Retype every record exactly. Skip the images.

Records from a data collection
---+---
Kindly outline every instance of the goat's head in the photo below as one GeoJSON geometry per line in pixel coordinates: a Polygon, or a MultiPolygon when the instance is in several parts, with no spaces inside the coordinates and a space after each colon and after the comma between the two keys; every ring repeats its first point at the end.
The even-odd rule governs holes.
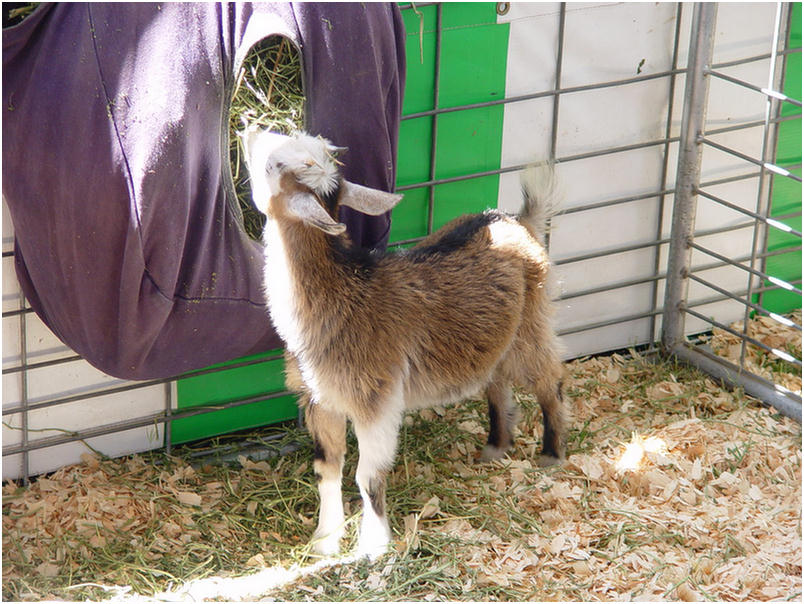
{"type": "Polygon", "coordinates": [[[344,149],[324,138],[267,130],[249,130],[241,136],[254,205],[267,216],[301,220],[338,235],[346,229],[338,222],[340,205],[376,216],[402,199],[344,180],[336,160],[344,149]]]}

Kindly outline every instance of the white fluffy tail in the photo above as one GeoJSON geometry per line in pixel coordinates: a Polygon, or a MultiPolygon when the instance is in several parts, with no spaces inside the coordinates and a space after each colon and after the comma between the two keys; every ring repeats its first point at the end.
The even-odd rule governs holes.
{"type": "Polygon", "coordinates": [[[552,162],[529,166],[520,179],[524,204],[519,221],[544,244],[547,221],[555,216],[562,200],[561,188],[552,162]]]}

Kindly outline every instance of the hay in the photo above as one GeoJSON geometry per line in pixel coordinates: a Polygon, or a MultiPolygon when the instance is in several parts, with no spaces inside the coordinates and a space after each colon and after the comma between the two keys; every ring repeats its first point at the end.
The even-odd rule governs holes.
{"type": "MultiPolygon", "coordinates": [[[[795,311],[788,321],[801,325],[801,310],[795,311]]],[[[730,326],[733,331],[743,332],[743,322],[730,326]]],[[[751,373],[784,386],[792,392],[801,392],[801,370],[786,360],[785,357],[801,359],[801,333],[794,327],[780,322],[770,316],[756,316],[748,324],[747,335],[768,348],[777,351],[775,354],[754,344],[747,344],[745,352],[742,340],[733,333],[723,329],[715,329],[709,338],[709,345],[715,354],[740,364],[744,358],[745,368],[751,373]]]]}
{"type": "Polygon", "coordinates": [[[248,170],[237,132],[250,126],[288,134],[304,124],[301,58],[282,36],[249,50],[237,74],[229,110],[229,159],[246,233],[260,239],[265,218],[251,203],[248,170]]]}
{"type": "MultiPolygon", "coordinates": [[[[798,424],[638,355],[568,371],[574,419],[561,468],[532,461],[541,426],[530,397],[520,397],[515,449],[493,464],[474,462],[483,402],[409,415],[389,476],[394,550],[375,564],[311,555],[310,443],[291,427],[268,446],[299,449],[264,461],[87,455],[30,487],[7,484],[3,596],[800,599],[798,424]]],[[[356,461],[352,442],[347,547],[359,518],[356,461]]]]}
{"type": "Polygon", "coordinates": [[[26,18],[31,16],[31,14],[36,10],[36,7],[40,4],[41,2],[20,2],[17,5],[12,5],[9,3],[11,8],[4,7],[7,20],[7,23],[4,25],[4,27],[19,25],[26,18]]]}

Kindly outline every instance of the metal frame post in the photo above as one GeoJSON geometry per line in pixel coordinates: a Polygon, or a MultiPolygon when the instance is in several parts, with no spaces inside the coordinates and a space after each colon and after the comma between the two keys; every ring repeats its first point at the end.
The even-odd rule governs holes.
---+---
> **SOLUTION FOR THIS EXERCISE**:
Kindly outline every instance of the goat's head in the photo below as one GeoJSON geometry per line in pixel coordinates: a Polygon, or a MultiPolygon when the instance is in several parts, with no spaces inside the coordinates and a space after each colon and after the comma between the two keys; every ring repeats its first point at the end.
The even-odd rule governs holes.
{"type": "Polygon", "coordinates": [[[344,149],[324,138],[267,130],[249,130],[241,136],[254,205],[267,216],[301,220],[338,235],[346,229],[338,222],[340,205],[376,216],[402,199],[344,180],[336,160],[344,149]]]}

Kindly outline every instance of the white fluffy tail in the photo above as one GeoJSON geometry per line in pixel coordinates: a Polygon, or a MultiPolygon when the instance is in several parts, with no spaces inside the coordinates and a space after each colon and after the comma between the two keys; every ring repeats its first point at the end.
The even-odd rule governs holes.
{"type": "Polygon", "coordinates": [[[552,162],[529,166],[520,179],[524,204],[519,221],[544,244],[547,221],[555,216],[562,200],[561,188],[552,162]]]}

Kindly outline every instance of the hay in the photo above as one GeoJSON geometry per line in pixel coordinates: a Polygon, or a MultiPolygon when the instance is in several parts, with no spaces inside the coordinates and a space after each colon and after the comma between the two keys; every ring repeats its first point at the end.
The even-odd rule governs holes.
{"type": "MultiPolygon", "coordinates": [[[[795,311],[788,321],[801,325],[801,310],[795,311]]],[[[730,326],[733,331],[743,332],[743,322],[730,326]]],[[[751,373],[784,386],[792,392],[801,392],[801,370],[786,360],[785,357],[801,359],[801,333],[794,327],[780,322],[770,316],[756,316],[748,324],[747,335],[768,348],[777,351],[775,354],[754,344],[747,344],[745,352],[742,340],[733,333],[723,329],[715,329],[709,338],[709,345],[715,354],[740,364],[744,358],[745,368],[751,373]]]]}
{"type": "Polygon", "coordinates": [[[248,170],[237,132],[250,126],[288,134],[304,124],[301,58],[282,36],[249,50],[237,74],[229,110],[229,159],[246,233],[260,239],[265,218],[251,203],[248,170]]]}
{"type": "MultiPolygon", "coordinates": [[[[798,424],[638,355],[568,371],[574,419],[561,468],[532,461],[541,426],[530,397],[520,397],[515,449],[493,464],[474,462],[483,402],[409,415],[389,476],[394,550],[375,564],[311,555],[310,443],[291,427],[268,446],[299,449],[264,461],[87,455],[30,487],[7,484],[3,596],[800,599],[798,424]]],[[[356,461],[352,442],[347,547],[359,518],[356,461]]]]}
{"type": "Polygon", "coordinates": [[[26,18],[31,16],[31,14],[36,10],[36,7],[40,4],[41,2],[20,2],[17,5],[12,5],[9,3],[11,8],[4,7],[7,20],[7,23],[4,25],[4,27],[19,25],[26,18]]]}

Kindly outline every instance of the metal frame post in the photo above as one GeoJSON geometry per line in pixel coordinates: a Polygon, or a MultiPolygon when the instance is in several parts, with no spaces inside the coordinates and a space after each colon and after the comma between the two keys; every ring repeats its first point at the end.
The even-odd rule governs holes.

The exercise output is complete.